• _Data for this exercise_
________________
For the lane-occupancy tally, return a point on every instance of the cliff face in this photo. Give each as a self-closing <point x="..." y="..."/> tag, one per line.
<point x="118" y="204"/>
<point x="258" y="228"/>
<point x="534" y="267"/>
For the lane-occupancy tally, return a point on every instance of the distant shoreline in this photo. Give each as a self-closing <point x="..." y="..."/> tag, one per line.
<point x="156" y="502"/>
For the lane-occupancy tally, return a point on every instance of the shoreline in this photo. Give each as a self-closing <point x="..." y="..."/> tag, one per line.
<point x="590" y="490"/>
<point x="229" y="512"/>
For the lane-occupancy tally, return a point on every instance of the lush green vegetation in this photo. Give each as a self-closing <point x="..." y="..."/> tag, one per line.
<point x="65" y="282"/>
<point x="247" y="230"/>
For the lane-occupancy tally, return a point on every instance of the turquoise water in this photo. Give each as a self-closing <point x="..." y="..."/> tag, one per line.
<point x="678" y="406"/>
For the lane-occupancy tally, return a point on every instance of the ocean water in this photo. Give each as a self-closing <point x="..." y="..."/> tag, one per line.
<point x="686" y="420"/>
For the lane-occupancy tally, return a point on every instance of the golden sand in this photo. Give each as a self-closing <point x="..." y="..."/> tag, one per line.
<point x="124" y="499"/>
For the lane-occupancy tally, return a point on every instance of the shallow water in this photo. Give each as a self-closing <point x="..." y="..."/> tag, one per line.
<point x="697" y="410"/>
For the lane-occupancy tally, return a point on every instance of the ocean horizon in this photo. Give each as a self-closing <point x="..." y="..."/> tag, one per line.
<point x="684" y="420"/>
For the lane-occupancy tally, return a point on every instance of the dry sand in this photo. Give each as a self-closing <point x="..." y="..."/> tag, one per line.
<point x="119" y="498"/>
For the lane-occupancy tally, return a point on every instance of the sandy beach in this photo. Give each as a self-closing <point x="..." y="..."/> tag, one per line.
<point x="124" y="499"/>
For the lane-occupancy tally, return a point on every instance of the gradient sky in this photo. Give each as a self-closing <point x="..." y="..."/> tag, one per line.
________________
• _Exercise brief_
Make an exact copy of the data above.

• _Response area_
For the lane-occupancy tally, return a point on every instance of the cliff face in this photo. Give each as a self-closing <point x="..." y="..."/> tag, one per line.
<point x="118" y="204"/>
<point x="258" y="228"/>
<point x="534" y="267"/>
For the lane-occupancy tally, return a point on every instance of the distant shoreline in this photo. Give each as a self-closing <point x="..." y="..."/> tag, one per line.
<point x="156" y="502"/>
For the lane-occupancy tally, return a point on every instance of the shoreline in this photo. Give each as a self-closing <point x="..." y="..."/> tag, one per line.
<point x="590" y="490"/>
<point x="229" y="512"/>
For the lane-occupancy tally, return a point on every instance of the lush green vegetation in this photo. Give each as a self-closing <point x="..." y="..."/> tag, one per line.
<point x="65" y="282"/>
<point x="247" y="230"/>
For the lane-occupancy tally, return a point on every instance of the turquoise water in this photo. Give each as a self-closing <point x="..." y="..."/> tag, one per line.
<point x="678" y="406"/>
For the lane-occupancy tally, return a point on every instance of the ocean water in this photo. Give each as a self-closing <point x="..." y="..."/> tag, one per line.
<point x="686" y="420"/>
For the lane-occupancy tally, return a point on every instance of the golden sand in this photo. Give each as a self-closing <point x="..." y="..."/> tag, one per line.
<point x="124" y="499"/>
For the lane-occupancy tally, return a point on every instance of the shallow water in this photo. Give each as a self-closing <point x="..." y="..."/> tag, one per line.
<point x="697" y="410"/>
For the lane-occupancy tally, return a point on every instance of the ocean horizon in this photo. Give each as a self-closing <point x="..." y="..."/> tag, one per line.
<point x="684" y="420"/>
For the lane-occupancy tally, return a point on every instance of the dry sand in this photo. Give each as a self-closing <point x="..." y="..."/> tag, one per line.
<point x="119" y="498"/>
For the lane-occupancy tally, return a point on every instance of the sandy beach in this photo. Give each as a self-closing <point x="..." y="..."/> tag, one per line.
<point x="124" y="499"/>
For the lane-occupancy tally, return a point on every instance of the gradient sky in this photo. Give each as a self-closing <point x="..." y="..."/> tag, one per line.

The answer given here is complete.